» **AIM**
Recast all the rows below as a numbered list. Skip any blank lines and leave the pictures out.

» **Stored dataset items**

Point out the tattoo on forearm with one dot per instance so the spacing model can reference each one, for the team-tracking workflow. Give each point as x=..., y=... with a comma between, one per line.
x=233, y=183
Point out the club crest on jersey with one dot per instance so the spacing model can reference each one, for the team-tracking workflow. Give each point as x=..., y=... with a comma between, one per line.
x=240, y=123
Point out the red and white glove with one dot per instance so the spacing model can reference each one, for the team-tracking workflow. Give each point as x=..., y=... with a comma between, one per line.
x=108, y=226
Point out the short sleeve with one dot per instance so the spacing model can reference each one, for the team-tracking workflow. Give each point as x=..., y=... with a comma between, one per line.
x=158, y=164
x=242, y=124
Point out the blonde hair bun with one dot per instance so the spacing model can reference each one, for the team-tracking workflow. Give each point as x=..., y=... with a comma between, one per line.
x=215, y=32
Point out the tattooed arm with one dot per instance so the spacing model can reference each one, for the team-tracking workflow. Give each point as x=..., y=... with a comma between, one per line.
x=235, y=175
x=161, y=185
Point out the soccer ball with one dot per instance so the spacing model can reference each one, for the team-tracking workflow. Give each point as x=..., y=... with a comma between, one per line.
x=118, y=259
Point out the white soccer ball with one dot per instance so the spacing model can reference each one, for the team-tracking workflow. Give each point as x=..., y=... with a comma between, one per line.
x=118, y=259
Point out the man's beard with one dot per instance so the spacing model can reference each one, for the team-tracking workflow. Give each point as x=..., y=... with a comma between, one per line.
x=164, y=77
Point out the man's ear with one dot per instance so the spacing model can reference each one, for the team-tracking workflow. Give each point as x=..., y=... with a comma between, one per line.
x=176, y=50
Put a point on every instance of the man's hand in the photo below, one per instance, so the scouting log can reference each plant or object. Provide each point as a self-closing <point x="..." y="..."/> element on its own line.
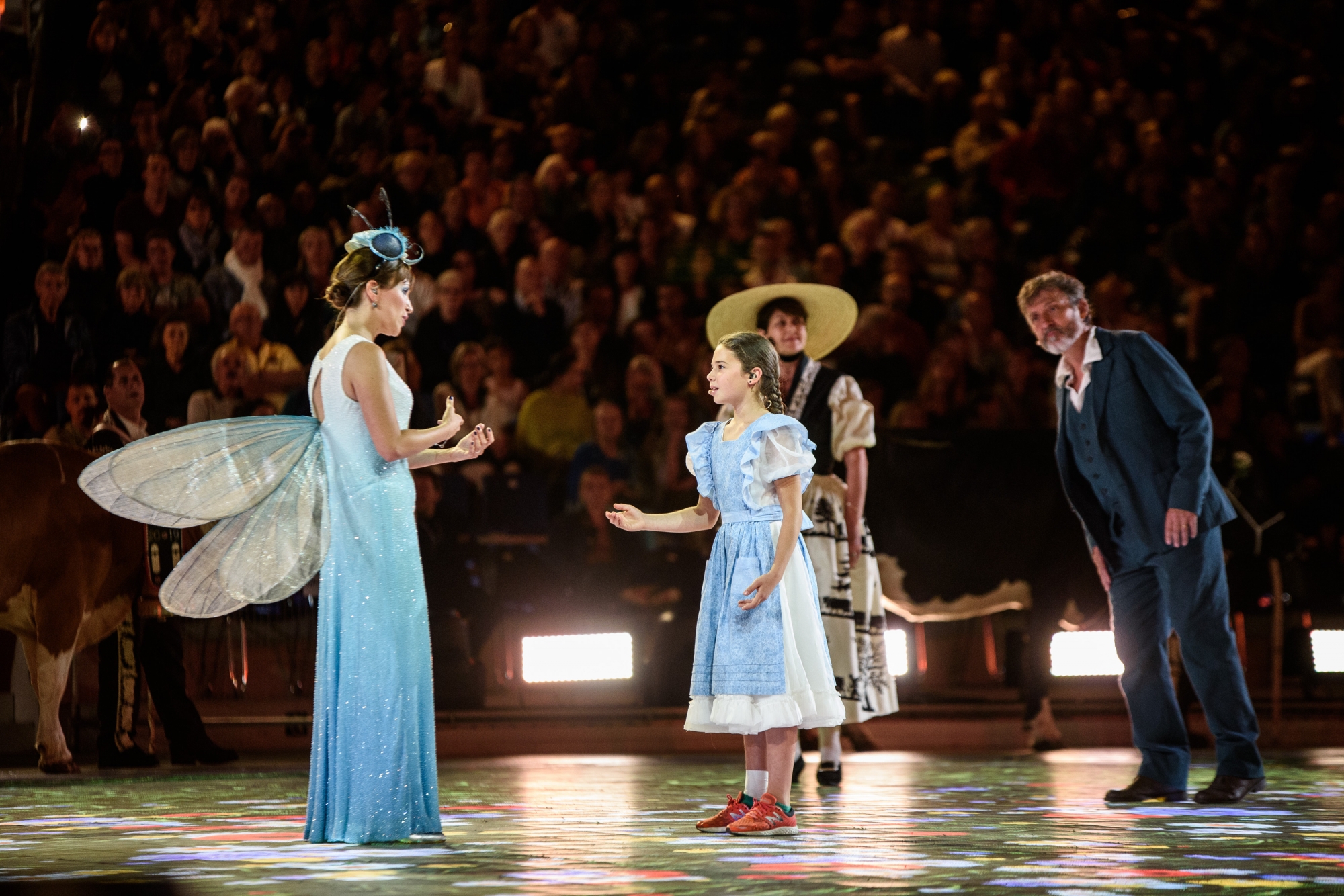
<point x="1182" y="527"/>
<point x="1103" y="570"/>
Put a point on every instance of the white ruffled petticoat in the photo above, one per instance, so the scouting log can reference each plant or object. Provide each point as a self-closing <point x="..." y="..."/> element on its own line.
<point x="811" y="701"/>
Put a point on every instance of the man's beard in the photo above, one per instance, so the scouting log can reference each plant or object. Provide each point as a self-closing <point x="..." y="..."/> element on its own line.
<point x="1057" y="342"/>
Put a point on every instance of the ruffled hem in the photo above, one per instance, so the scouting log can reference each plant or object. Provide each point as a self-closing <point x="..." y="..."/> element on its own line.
<point x="737" y="714"/>
<point x="755" y="436"/>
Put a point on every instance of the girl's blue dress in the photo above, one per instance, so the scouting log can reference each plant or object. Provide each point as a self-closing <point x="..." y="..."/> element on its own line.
<point x="290" y="498"/>
<point x="769" y="667"/>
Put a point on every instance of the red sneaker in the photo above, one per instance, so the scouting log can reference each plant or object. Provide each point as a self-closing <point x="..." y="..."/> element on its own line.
<point x="765" y="820"/>
<point x="720" y="824"/>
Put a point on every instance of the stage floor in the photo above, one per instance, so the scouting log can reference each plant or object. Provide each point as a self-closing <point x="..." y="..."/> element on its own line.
<point x="579" y="825"/>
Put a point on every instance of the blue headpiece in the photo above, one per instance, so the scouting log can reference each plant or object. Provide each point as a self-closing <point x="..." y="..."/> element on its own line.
<point x="388" y="242"/>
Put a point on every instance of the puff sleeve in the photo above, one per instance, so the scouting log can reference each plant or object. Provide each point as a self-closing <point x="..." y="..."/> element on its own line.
<point x="779" y="448"/>
<point x="853" y="418"/>
<point x="698" y="457"/>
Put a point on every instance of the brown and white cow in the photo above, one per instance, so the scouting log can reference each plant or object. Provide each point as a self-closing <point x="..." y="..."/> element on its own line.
<point x="68" y="574"/>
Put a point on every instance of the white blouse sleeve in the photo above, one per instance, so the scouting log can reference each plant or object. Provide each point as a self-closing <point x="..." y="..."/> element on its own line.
<point x="853" y="420"/>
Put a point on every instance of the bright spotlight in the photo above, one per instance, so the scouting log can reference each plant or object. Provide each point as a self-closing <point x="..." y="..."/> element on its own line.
<point x="1329" y="649"/>
<point x="898" y="658"/>
<point x="1084" y="654"/>
<point x="579" y="658"/>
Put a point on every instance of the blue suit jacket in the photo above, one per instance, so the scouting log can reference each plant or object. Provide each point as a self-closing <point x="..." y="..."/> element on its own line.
<point x="1155" y="440"/>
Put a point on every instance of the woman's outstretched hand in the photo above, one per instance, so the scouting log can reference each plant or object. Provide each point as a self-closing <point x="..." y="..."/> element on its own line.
<point x="627" y="518"/>
<point x="451" y="420"/>
<point x="475" y="443"/>
<point x="764" y="588"/>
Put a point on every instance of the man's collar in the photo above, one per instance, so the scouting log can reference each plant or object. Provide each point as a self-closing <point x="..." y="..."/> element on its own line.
<point x="1092" y="354"/>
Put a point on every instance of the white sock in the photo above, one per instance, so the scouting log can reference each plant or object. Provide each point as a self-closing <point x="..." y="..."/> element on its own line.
<point x="830" y="742"/>
<point x="756" y="784"/>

» **RESULT FOR THIS EXERCISE**
1. Point out the tattoo on forearm with one dot per instance so the spacing model can reference each one, for the team-tracking workflow. Give each point as x=..., y=... with a comma between, one per line.
2. x=233, y=183
3. Point out the club crest on jersey with one dot per instance so the spacing model can reference each one, for the team-tracking workflow. Give each point as x=..., y=... with a comma between, one per line.
4. x=240, y=123
5. Point out the red and white glove with one dot per instance so the spacing model can reference each one, for the team-tracking workflow. Give each point as x=..., y=... with a comma between, one per line.
6. x=108, y=226
7. Point out the short sleeve with one dot per instance so the spacing model can reference each one, for the team-tracking workflow. Give each point as x=..., y=... with a comma between, one per line.
8. x=158, y=164
9. x=242, y=124
10. Point out the blonde hair bun with one dot per instance so the spacing model can reference each one, for the team-tracking workflow. Give each point as x=..., y=... with a comma between, one per line.
11. x=215, y=32
12. Point out the tattooed arm with one dot per instance so the spacing model can reference each one, for the team-tracking workflow. Give each point as x=..., y=... with a comma between, one per line.
13. x=235, y=175
14. x=161, y=185
15. Point out the soccer ball with one dot per instance so the spacing model can reference each one, for the team-tracking workflow. Give each point as x=..., y=... with a comma between, one per line.
16. x=118, y=259
17. Point out the white soccer ball with one dot per instance so the spacing model can reference each one, for the team-tracking workflow. Give each point as x=..., y=... with a comma between, one per line.
18. x=118, y=259
19. Point out the man's beard with one dot per instance so the spacing model can reference each one, for the team-tracking workflow. Give each point as x=..., y=... with a comma between, one per line.
20. x=164, y=77
21. Point out the man's ear with one dot per instance so the spacing model can reference each one, for the team-tracking workflow. Give each point as x=..., y=... with a comma between, one per line.
22. x=176, y=50
23. Put a point on every instance of the man's hand in the photo below, one per instance, so the scouting log can reference each plant or object. Provide each point as a self-closing <point x="..." y="..."/> element on its own line.
24. <point x="1182" y="527"/>
25. <point x="1103" y="570"/>
26. Put a point on every instance of the white ruffled petticoat in the photo above, one per instance, so the scouting log can reference each plant or object. Provide each point as a self-closing <point x="..." y="..."/> element on its own line.
27. <point x="811" y="701"/>
28. Put a point on every instance of the man's beard in the photo above, one per instance, so the scouting log can reference each plant or object. Provide each point as a self-closing <point x="..." y="..."/> element on its own line.
29. <point x="1057" y="342"/>
30. Put a point on every instance of the ruffled hem in the photo above, one per instance, so the scouting log can reference each plant or object. Provide each point as a self-closing <point x="..." y="..."/> element on its own line.
31. <point x="737" y="714"/>
32. <point x="755" y="436"/>
33. Put a point on every instance of the girl's blue dress in the photo above, one per instance, so the scouting log can reference each plant or object. Provide each point as a self-closing <point x="..." y="..."/> element on its own line.
34. <point x="290" y="498"/>
35. <point x="769" y="667"/>
36. Put a point on every instance of the red sneaker in the photo above, one per instance, so the scouting log can reference each plant or object. Provide each point as a self-closing <point x="..." y="..."/> element on its own line.
37. <point x="765" y="820"/>
38. <point x="720" y="824"/>
39. Put a point on every instance of the stage floor in the photo above, one per instance, so the scouting log can reference each plant or object. Provide each point as a self-closing <point x="..." y="..."/> element on its own line.
40. <point x="579" y="825"/>
41. Put a point on every instance of the blue headpiece in the photo above, one per instance, so the scouting log can reference each plant or object. Provide each point as a self-closing <point x="..." y="..."/> element on its own line.
42. <point x="388" y="242"/>
43. Put a point on every instance of the puff sleeve in the photo above, one per instance, so the scouting log can reference each plant or object. Provide each point as a self-closing <point x="..." y="..."/> element on its own line.
44. <point x="779" y="448"/>
45. <point x="853" y="418"/>
46. <point x="698" y="457"/>
47. Put a point on every instance of the brown and white cow in the photo above, one per instance, so the scouting log can reference each plant or object. Provide each point as a self-closing <point x="..." y="..."/> element on its own line.
48. <point x="68" y="574"/>
49. Put a point on every instance of the white blouse sleeve in the photo above, one per instance, so the scouting log can reference each plant or object. Provide each point as a self-closing <point x="..." y="..."/> element on its own line.
50. <point x="853" y="420"/>
51. Put a point on every instance of the bright spotlight in the photo above, one per instance, so the scouting log can reference each plant or object. Provide each point as a self-closing <point x="..." y="..."/> element on its own line.
52. <point x="1329" y="649"/>
53. <point x="898" y="658"/>
54. <point x="1084" y="654"/>
55. <point x="579" y="658"/>
56. Put a point on every instance of the blue suit jacket in the photo above, one per instance, so the scouting log can reference each plant or object. Provide each point as a self-closing <point x="..." y="..."/> element on its own line.
57. <point x="1155" y="440"/>
58. Put a point on every instance of the woman's outstretched hand in the photo above, one per instance, so the scouting log can reference each plant or object. Provide each point as a self-closing <point x="..." y="..."/> element on its own line.
59. <point x="627" y="518"/>
60. <point x="451" y="420"/>
61. <point x="475" y="443"/>
62. <point x="764" y="588"/>
63. Put a point on every instance of the man's collar in the photo above, one per instance, so the scouting log can reference each plant or object. Provide each point as a self-closing <point x="..." y="..."/> element on its own line.
64. <point x="1092" y="354"/>
65. Put a point on every instance of the white sock in the photo above, one per instance, so the scouting log can reference each plant or object. Provide each point as a self-closing <point x="..." y="..."/> element on its own line.
66. <point x="830" y="742"/>
67. <point x="756" y="784"/>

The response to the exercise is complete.